» **Work to complete**: In the records below, find the line containing "TARGET = white van"; give it again exactly, along with every line that follows, and nothing else.
[START The input]
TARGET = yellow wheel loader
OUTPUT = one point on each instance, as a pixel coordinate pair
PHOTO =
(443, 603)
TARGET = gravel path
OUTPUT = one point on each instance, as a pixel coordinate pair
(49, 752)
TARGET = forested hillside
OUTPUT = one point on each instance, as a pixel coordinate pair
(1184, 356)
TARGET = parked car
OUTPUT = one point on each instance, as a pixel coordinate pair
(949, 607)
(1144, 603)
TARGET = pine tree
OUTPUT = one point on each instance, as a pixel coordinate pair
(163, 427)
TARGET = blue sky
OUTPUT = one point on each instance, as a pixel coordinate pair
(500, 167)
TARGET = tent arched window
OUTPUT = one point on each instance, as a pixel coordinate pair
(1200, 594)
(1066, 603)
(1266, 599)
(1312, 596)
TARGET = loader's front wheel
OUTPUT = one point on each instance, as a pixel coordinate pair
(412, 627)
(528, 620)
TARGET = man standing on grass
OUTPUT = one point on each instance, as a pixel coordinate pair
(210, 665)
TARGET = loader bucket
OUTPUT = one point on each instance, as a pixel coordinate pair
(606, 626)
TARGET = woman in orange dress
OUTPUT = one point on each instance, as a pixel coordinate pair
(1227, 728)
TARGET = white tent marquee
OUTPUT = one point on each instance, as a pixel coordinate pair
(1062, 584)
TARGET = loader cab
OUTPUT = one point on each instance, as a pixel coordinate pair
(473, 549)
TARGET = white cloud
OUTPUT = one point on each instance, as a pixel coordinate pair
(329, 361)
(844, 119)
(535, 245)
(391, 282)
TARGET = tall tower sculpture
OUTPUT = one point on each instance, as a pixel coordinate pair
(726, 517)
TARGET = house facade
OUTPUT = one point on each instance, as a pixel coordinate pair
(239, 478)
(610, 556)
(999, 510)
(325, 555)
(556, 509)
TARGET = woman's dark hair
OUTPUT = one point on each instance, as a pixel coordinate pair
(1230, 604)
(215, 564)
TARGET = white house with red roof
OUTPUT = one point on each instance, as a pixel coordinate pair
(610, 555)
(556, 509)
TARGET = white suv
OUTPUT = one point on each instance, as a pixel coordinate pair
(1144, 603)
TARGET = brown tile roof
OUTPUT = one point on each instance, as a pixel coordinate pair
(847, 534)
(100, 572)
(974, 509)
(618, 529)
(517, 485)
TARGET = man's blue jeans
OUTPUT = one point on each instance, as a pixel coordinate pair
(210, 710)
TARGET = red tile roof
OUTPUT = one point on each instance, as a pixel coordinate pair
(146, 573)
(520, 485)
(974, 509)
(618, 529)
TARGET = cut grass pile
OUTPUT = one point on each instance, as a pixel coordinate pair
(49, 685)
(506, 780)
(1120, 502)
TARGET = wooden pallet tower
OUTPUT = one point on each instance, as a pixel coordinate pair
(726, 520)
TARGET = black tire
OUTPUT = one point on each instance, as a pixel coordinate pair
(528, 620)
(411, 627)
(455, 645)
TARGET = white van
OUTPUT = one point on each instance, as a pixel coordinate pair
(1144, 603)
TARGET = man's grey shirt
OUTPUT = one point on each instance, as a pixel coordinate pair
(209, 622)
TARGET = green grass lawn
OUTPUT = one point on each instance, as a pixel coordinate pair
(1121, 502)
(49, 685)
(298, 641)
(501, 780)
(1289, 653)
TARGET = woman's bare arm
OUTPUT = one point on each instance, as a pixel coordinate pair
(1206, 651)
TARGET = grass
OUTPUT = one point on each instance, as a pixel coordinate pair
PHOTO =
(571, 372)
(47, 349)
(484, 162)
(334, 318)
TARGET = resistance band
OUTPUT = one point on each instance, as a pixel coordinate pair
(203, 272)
[END The input]
» **Task response**:
TARGET = white van
OUTPUT = one point on each instance, as a pixel coordinate pair
(1144, 603)
TARGET = man's grey shirt
OUTPUT = one point on each instance, as a pixel coordinate pair
(209, 622)
TARGET = green grass lawn
OUTPUT = one point on each instance, as a pixel coordinate pair
(1121, 502)
(49, 685)
(298, 641)
(501, 780)
(1289, 653)
TARGET = woman's bare arm
OUTPUT = one point on each instance, as a pixel coordinate pair
(1206, 651)
TARGET = grass
OUTPUT = one point on each instance, as a pixel coordinate pair
PHOTO =
(571, 372)
(47, 349)
(484, 162)
(334, 318)
TARGET = resistance band
OUTPUT = one point on each instance, as a pixel coordinate pair
(203, 272)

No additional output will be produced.